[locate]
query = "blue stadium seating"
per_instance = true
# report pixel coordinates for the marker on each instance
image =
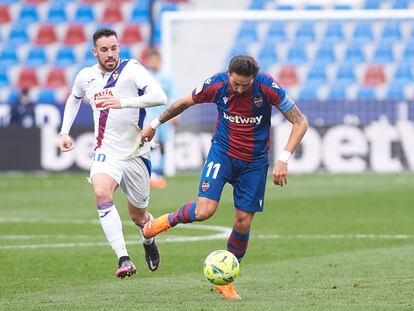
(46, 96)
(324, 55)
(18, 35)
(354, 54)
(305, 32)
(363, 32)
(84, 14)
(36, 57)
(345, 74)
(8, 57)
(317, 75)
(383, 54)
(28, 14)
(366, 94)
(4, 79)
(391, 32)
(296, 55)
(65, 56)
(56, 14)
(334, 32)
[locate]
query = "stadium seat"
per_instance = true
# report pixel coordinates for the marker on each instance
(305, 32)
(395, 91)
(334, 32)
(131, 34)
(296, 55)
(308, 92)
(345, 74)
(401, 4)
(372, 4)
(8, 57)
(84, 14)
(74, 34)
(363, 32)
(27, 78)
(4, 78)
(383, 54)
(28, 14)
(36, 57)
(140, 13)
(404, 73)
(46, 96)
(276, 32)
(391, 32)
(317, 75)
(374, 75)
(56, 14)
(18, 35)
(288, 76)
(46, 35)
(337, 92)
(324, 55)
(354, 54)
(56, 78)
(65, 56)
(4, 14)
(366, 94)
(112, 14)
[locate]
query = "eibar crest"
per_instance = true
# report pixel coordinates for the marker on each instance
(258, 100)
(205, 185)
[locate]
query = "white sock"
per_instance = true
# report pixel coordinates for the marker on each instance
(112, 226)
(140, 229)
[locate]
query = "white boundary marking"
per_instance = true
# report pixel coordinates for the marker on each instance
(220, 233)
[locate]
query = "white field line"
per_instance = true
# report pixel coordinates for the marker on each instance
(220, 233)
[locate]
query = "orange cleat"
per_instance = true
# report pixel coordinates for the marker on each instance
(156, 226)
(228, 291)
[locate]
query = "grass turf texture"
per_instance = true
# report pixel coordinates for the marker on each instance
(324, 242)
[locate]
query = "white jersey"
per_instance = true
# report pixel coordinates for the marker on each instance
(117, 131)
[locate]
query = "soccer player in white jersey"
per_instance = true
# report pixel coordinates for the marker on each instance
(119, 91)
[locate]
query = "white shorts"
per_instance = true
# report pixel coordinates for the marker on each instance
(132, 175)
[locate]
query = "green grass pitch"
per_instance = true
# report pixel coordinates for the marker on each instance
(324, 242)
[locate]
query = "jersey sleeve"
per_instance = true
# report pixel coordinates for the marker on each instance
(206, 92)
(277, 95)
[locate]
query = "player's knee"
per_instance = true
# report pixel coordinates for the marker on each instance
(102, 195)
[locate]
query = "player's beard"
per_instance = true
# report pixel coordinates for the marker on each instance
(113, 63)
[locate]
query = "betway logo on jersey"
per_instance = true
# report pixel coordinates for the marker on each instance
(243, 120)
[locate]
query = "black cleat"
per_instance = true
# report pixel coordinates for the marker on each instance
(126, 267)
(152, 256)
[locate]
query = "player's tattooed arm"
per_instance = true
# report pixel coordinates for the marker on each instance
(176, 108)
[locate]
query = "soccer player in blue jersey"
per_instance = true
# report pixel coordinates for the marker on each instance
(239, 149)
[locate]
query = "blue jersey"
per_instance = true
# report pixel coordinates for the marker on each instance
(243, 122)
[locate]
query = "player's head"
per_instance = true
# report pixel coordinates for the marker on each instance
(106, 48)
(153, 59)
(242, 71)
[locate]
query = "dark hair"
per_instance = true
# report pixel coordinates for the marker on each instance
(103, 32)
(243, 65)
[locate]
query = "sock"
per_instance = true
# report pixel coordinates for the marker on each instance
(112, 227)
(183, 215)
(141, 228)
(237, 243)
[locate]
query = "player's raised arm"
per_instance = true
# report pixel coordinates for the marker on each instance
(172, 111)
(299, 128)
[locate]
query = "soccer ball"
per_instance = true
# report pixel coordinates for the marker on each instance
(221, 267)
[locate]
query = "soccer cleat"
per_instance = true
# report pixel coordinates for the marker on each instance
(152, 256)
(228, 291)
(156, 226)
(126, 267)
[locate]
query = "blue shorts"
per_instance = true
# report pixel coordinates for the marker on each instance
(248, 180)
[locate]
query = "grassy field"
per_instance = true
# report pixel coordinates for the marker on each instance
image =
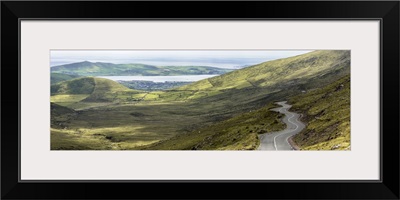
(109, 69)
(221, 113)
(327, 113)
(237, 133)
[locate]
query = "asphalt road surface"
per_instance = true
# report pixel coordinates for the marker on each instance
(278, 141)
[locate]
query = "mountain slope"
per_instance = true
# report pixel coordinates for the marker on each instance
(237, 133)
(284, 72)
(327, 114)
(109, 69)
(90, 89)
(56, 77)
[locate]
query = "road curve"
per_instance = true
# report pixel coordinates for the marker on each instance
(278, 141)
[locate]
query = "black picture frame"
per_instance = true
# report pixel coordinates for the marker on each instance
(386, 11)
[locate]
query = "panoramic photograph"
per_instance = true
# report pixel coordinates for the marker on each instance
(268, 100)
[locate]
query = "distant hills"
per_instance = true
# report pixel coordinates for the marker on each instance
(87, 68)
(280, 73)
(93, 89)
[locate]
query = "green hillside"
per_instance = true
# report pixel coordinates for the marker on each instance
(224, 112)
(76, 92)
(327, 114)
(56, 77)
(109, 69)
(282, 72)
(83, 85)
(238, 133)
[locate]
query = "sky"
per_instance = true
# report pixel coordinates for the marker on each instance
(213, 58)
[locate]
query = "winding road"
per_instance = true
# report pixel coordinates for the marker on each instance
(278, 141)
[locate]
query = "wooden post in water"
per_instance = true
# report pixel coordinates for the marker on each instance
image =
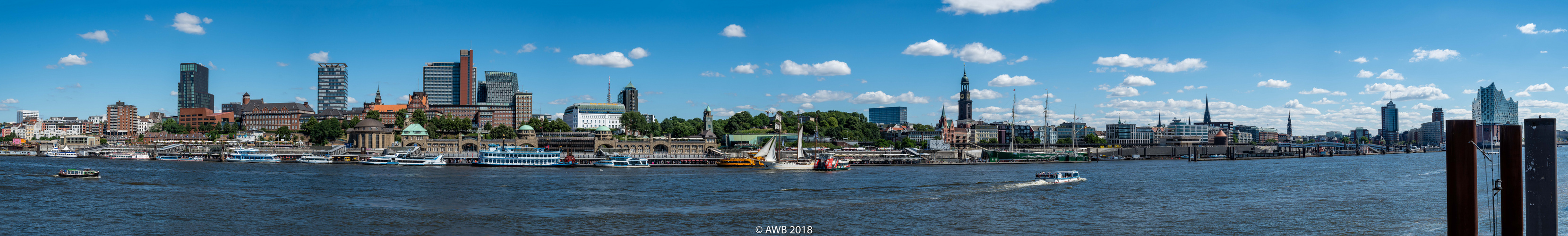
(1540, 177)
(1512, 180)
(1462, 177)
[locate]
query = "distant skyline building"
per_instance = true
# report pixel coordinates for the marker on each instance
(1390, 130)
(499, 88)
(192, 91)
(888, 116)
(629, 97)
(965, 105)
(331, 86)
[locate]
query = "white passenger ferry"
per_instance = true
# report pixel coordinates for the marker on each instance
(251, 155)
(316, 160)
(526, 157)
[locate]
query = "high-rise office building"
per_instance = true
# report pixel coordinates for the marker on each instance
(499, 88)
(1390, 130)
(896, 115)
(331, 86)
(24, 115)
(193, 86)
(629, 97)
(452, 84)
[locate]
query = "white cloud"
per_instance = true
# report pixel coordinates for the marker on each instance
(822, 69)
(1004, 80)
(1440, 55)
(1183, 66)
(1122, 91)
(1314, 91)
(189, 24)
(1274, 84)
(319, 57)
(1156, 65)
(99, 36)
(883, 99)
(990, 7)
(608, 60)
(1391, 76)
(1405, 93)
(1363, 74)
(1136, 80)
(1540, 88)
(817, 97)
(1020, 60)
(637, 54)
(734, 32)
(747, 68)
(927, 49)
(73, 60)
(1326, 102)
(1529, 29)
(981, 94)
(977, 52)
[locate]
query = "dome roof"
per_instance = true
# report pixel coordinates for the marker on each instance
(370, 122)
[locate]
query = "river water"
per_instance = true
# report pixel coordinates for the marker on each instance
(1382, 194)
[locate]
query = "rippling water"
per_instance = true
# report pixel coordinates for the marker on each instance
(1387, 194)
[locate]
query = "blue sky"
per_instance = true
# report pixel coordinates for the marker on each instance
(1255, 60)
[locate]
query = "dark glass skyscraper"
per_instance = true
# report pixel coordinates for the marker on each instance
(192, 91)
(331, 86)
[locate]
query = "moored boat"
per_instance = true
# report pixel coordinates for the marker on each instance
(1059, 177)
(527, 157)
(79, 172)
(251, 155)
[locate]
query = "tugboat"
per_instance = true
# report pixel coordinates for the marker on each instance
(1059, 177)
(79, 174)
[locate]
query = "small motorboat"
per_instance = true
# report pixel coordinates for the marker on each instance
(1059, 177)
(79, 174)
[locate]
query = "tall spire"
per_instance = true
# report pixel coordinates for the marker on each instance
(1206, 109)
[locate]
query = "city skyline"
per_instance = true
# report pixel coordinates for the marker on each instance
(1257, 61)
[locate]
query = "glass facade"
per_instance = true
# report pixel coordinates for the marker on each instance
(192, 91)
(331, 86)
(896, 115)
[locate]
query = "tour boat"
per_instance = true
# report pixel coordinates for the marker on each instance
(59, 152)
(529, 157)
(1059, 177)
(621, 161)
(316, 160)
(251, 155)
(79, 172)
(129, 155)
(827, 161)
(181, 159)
==
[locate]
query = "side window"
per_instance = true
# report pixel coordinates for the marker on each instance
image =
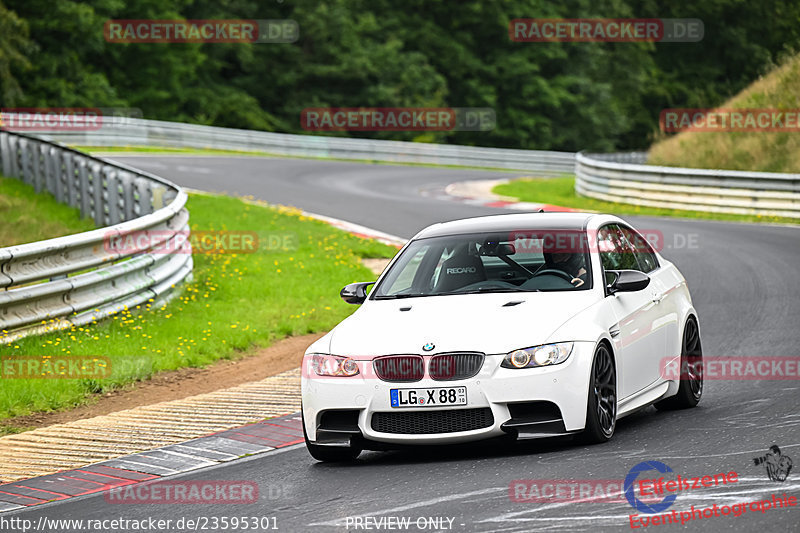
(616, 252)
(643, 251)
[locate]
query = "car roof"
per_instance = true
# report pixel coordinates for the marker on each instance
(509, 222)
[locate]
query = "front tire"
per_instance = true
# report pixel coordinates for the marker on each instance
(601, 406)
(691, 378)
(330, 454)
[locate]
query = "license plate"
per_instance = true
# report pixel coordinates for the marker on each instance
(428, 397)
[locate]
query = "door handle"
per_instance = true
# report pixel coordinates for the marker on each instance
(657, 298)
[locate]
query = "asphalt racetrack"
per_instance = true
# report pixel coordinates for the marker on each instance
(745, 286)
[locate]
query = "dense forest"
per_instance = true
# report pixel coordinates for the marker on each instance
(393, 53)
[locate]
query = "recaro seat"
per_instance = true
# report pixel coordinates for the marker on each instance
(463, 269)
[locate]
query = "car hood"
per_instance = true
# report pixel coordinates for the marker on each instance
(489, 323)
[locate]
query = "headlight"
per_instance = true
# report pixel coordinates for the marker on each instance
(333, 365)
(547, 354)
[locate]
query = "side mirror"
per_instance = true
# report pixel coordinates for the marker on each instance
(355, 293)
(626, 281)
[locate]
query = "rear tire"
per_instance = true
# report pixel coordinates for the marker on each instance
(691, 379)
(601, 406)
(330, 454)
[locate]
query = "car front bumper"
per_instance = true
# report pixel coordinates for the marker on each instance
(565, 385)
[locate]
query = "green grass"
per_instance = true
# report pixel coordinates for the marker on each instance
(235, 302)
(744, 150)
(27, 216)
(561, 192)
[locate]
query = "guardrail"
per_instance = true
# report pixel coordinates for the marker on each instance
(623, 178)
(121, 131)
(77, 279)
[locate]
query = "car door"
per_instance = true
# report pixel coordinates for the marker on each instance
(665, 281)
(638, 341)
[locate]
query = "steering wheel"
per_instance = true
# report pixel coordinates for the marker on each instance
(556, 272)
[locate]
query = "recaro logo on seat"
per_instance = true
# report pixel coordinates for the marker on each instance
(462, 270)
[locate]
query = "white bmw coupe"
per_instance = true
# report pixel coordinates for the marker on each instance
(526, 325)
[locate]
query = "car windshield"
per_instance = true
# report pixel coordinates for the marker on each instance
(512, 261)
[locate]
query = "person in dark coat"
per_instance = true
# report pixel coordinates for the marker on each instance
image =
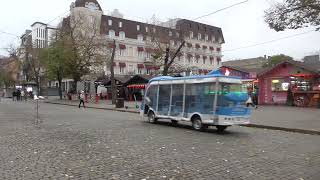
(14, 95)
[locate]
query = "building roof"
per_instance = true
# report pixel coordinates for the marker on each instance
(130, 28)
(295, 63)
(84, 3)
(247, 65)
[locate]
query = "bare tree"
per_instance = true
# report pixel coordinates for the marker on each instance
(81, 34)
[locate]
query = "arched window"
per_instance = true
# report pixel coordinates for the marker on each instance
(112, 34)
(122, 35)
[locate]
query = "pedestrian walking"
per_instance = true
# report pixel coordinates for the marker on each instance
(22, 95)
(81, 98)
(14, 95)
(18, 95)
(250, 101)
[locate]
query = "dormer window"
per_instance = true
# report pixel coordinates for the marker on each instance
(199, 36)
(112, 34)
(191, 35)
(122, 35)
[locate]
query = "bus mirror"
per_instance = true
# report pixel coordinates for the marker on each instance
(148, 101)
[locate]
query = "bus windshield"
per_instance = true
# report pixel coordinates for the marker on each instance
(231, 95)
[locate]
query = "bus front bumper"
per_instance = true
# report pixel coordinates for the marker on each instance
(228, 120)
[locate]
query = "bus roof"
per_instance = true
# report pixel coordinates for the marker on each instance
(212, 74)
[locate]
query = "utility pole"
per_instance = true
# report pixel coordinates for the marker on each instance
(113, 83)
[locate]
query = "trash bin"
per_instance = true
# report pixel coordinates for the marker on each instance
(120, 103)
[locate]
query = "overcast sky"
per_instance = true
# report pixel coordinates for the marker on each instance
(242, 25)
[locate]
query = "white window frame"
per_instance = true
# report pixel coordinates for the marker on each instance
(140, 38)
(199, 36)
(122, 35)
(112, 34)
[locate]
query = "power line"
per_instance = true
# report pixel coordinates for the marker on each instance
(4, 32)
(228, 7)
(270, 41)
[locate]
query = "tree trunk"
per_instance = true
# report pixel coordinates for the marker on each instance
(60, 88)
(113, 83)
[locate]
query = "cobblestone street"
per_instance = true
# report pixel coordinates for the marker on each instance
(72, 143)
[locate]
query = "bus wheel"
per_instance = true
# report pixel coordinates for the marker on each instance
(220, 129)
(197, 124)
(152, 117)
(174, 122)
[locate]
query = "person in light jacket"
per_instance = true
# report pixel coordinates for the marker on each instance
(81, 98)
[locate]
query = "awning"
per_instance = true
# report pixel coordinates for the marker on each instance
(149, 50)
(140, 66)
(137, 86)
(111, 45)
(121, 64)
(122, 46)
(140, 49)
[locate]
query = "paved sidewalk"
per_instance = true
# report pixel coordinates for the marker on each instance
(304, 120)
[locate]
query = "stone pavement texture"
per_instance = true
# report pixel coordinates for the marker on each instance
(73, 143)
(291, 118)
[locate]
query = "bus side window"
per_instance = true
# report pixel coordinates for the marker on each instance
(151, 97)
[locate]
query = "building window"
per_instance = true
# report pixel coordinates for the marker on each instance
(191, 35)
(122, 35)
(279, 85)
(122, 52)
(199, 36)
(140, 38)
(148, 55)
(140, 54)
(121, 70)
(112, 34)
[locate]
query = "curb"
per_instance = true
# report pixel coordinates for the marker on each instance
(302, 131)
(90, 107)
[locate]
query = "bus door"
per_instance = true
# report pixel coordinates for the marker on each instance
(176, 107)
* * *
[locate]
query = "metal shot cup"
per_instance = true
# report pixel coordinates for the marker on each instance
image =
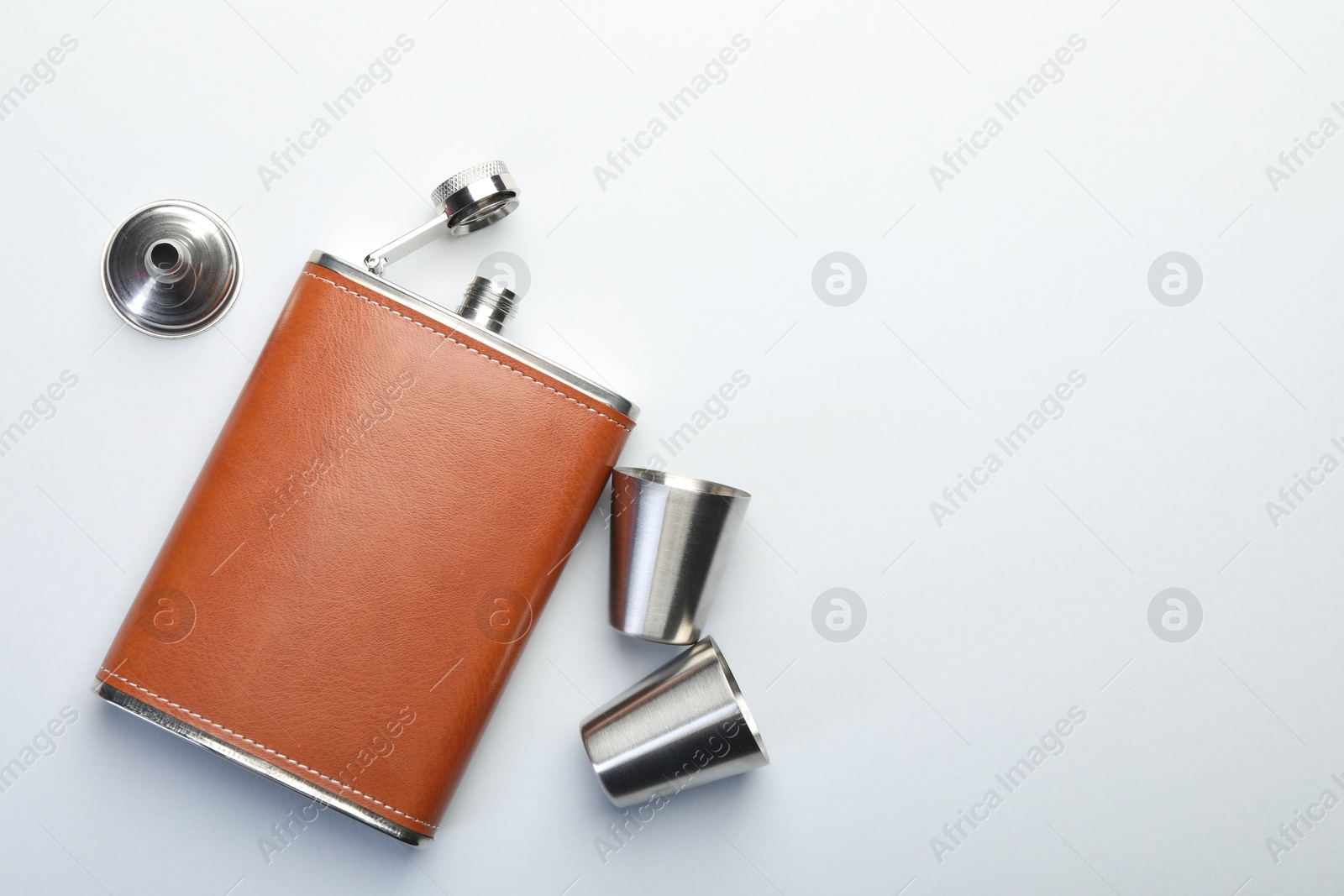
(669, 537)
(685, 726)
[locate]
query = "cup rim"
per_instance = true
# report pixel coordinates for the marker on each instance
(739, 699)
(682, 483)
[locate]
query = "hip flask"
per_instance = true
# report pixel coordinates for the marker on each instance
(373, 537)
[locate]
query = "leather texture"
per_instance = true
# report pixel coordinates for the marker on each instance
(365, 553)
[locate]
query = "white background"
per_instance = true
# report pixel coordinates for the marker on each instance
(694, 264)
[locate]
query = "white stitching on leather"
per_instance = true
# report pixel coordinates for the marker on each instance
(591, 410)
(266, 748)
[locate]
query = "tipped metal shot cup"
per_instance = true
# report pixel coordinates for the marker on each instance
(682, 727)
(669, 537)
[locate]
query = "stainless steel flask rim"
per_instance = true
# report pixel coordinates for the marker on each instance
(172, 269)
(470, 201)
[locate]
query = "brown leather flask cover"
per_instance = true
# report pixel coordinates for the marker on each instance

● **Given instruction**: Find each line in the material above that contains the string "shorts" and copy those lines out in full. Case matters, so count only exact matches of capital and small letters.

● **Task result**:
query = "white shorts"
query = "blue shorts"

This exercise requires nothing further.